Within the records below, repeat each line exactly but keep every picture out of the copy.

──────────────────────────────

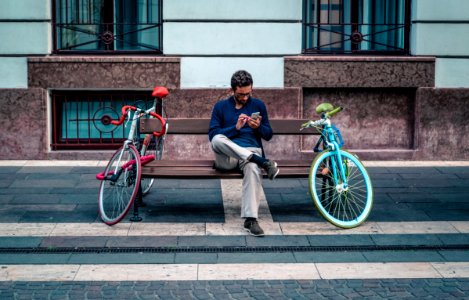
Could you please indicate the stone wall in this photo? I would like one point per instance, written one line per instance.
(392, 111)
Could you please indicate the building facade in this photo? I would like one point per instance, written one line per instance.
(399, 67)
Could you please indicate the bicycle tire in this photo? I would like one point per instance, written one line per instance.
(343, 208)
(116, 196)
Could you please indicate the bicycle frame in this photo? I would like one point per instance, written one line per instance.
(339, 184)
(329, 141)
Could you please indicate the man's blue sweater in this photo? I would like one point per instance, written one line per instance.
(225, 116)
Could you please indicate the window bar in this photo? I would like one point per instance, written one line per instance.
(78, 118)
(102, 105)
(89, 118)
(65, 115)
(55, 132)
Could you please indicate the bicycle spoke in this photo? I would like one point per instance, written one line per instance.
(343, 203)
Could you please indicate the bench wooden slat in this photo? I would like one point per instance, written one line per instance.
(204, 169)
(201, 126)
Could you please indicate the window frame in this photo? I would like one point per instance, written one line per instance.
(55, 36)
(354, 16)
(75, 129)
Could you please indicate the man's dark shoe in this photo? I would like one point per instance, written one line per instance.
(252, 226)
(271, 168)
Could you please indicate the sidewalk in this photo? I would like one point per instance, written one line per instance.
(417, 236)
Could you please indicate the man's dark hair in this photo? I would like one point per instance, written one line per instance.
(241, 78)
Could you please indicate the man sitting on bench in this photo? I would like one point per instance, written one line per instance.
(237, 126)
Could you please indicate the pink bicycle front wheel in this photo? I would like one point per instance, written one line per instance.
(119, 185)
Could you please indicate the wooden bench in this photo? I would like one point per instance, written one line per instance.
(191, 169)
(203, 169)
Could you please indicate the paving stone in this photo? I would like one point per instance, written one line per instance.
(73, 241)
(403, 256)
(405, 239)
(119, 258)
(141, 241)
(282, 257)
(329, 257)
(19, 242)
(341, 240)
(196, 258)
(278, 241)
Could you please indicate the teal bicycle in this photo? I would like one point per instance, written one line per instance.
(339, 184)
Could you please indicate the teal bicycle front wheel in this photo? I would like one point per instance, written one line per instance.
(343, 204)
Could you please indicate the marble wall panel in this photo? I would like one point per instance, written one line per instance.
(23, 123)
(443, 125)
(372, 118)
(103, 72)
(349, 71)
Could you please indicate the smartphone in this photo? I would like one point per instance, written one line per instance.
(255, 115)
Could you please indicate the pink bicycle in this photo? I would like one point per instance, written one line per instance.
(121, 180)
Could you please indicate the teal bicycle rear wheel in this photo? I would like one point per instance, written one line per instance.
(343, 205)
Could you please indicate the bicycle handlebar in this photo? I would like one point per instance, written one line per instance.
(323, 120)
(124, 114)
(334, 111)
(153, 114)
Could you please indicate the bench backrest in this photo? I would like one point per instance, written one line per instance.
(201, 126)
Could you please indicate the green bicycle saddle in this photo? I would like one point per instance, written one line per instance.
(324, 107)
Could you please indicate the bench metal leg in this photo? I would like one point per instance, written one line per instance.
(137, 203)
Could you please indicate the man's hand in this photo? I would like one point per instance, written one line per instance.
(254, 123)
(242, 119)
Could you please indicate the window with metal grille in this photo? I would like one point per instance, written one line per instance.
(356, 26)
(82, 120)
(107, 26)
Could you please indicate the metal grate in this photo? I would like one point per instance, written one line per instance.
(356, 26)
(107, 26)
(231, 249)
(82, 120)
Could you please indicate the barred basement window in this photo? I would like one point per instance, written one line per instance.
(81, 120)
(103, 26)
(356, 26)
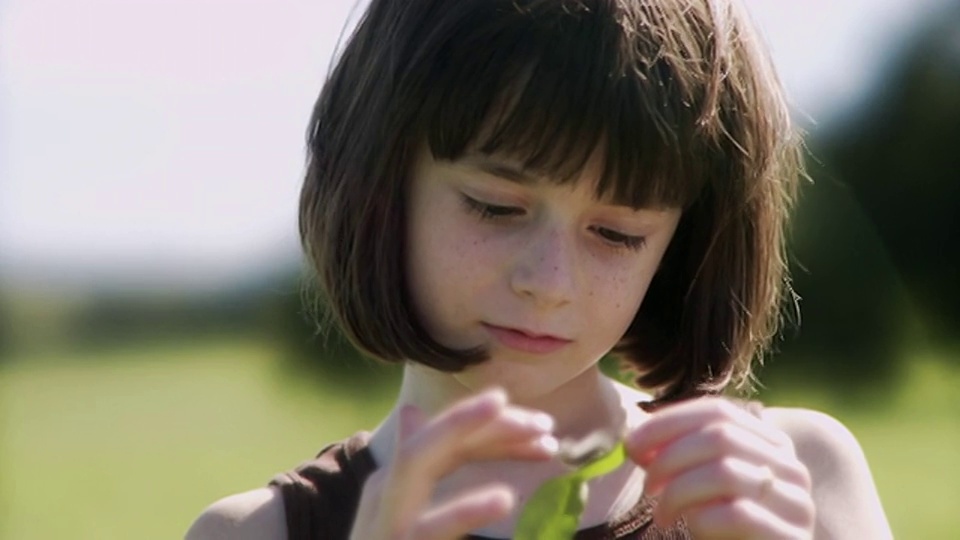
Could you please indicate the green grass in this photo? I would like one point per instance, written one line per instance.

──────────────────────────────

### [RESPONSE]
Could you please indicate the stone wall in this photo? I would like one point per instance, written one line per instance.
(392, 111)
Could you please indicate the building facade in this photo? I would like one point per instance, written one line per instance.
(399, 67)
Could you please indicate the bicycle tire in this photo? I would like one point per instance, written one line per instance.
(343, 208)
(116, 196)
Could you please indicate the bicycle frame in this photo? I would like one point per instance, written one line per instance.
(339, 184)
(329, 141)
Could you please indicate the man's blue sweater in this photo? I would like one point per instance, written one line per instance.
(225, 116)
Could you please indicate the window bar in this photo? I would like one point per instance, written one line per instance.
(78, 118)
(102, 105)
(89, 118)
(65, 115)
(55, 132)
Could you please indicate the bicycle spoke in this photo? I would like one point per instance, written one line per instance.
(343, 203)
Could you please indicate the bench wooden slat in this photo? I would like one point per instance, written one line per instance.
(204, 169)
(201, 126)
Could you please indicate the window frame in this photo? I would like one point per instance, written one line per instance.
(55, 36)
(354, 16)
(75, 129)
Could you please indicate the man's dark shoe in this photo? I would like one point per instance, written one line per instance.
(252, 226)
(271, 168)
Could you please indicate the sidewalk in this photo? I would like one point per instance, written one line per instance.
(417, 236)
Could you please indicate the man's dark hair in this photo? I would like one point per instance, written one line per instance.
(241, 78)
Could you please indicate the man sitting on bench in this photo? I would like one point per instance, written one line per instance.
(237, 126)
Could you please indicate the pink bicycle front wheel in this photo? I would like one point per instance, written one line per instance.
(119, 185)
Could you please indicate the wooden bench in this photo? I would like one point per instance, written one line per instance.
(191, 169)
(203, 169)
Could you please indicate the paving stone in this photo? I would like one point per instance, written one line per instance.
(73, 241)
(403, 256)
(405, 239)
(119, 258)
(141, 241)
(282, 257)
(329, 257)
(19, 242)
(341, 240)
(196, 258)
(278, 241)
Could you please indicate the teal bicycle in this photo? I would like one point per instance, written one line per instance.
(339, 184)
Could you please indicate the teal bicycle front wheel in this photo? I would like one point per instance, written one line per instance.
(343, 204)
Could you please indicate the marble wall panel in this photo? I would like one point per instance, written one line per instance.
(23, 123)
(443, 125)
(372, 118)
(103, 72)
(349, 71)
Could you please indicate the smartphone in this photo? I would like one point per instance, written one line per instance.
(255, 115)
Could you please indicate the pink bicycle in this photo? I would like one point per instance, written one line per instance.
(121, 180)
Could you please indicate the teal bicycle rear wheel in this photo? I would like one point per instance, written one line per instance.
(343, 205)
Could you please indicate the bicycle handlebar in this photo? I would like one point per instance, written one line per instance.
(323, 120)
(124, 114)
(334, 111)
(153, 114)
Could you please indicate the bench backrest in this photo? I would like one point per instance, written one line per instance.
(201, 126)
Could you please indicate the green bicycle saddle in this photo? I would like one point per instance, written one line per instance.
(324, 107)
Could you please indicate the bench metal leg in this photo? I would like one point per instance, written one line per instance.
(137, 203)
Could you please indicate the man's hand in this photo? I would like one point per instance, written one line per instance.
(254, 123)
(242, 119)
Could you please indicate the window with metal grille in this photo? I would like one point per instance, written one line per instance.
(356, 26)
(82, 120)
(107, 26)
Could you please indicate the metal grate in this photo? I would like one point per instance, written one line per instance.
(356, 26)
(107, 26)
(231, 249)
(82, 120)
Could you please indicate the barred basement window in this photo? I would like one point per instance, written one line per instance.
(81, 120)
(103, 26)
(356, 26)
Could you please indicate the green grass in this photo? I would like one point per instance, written one line per instance.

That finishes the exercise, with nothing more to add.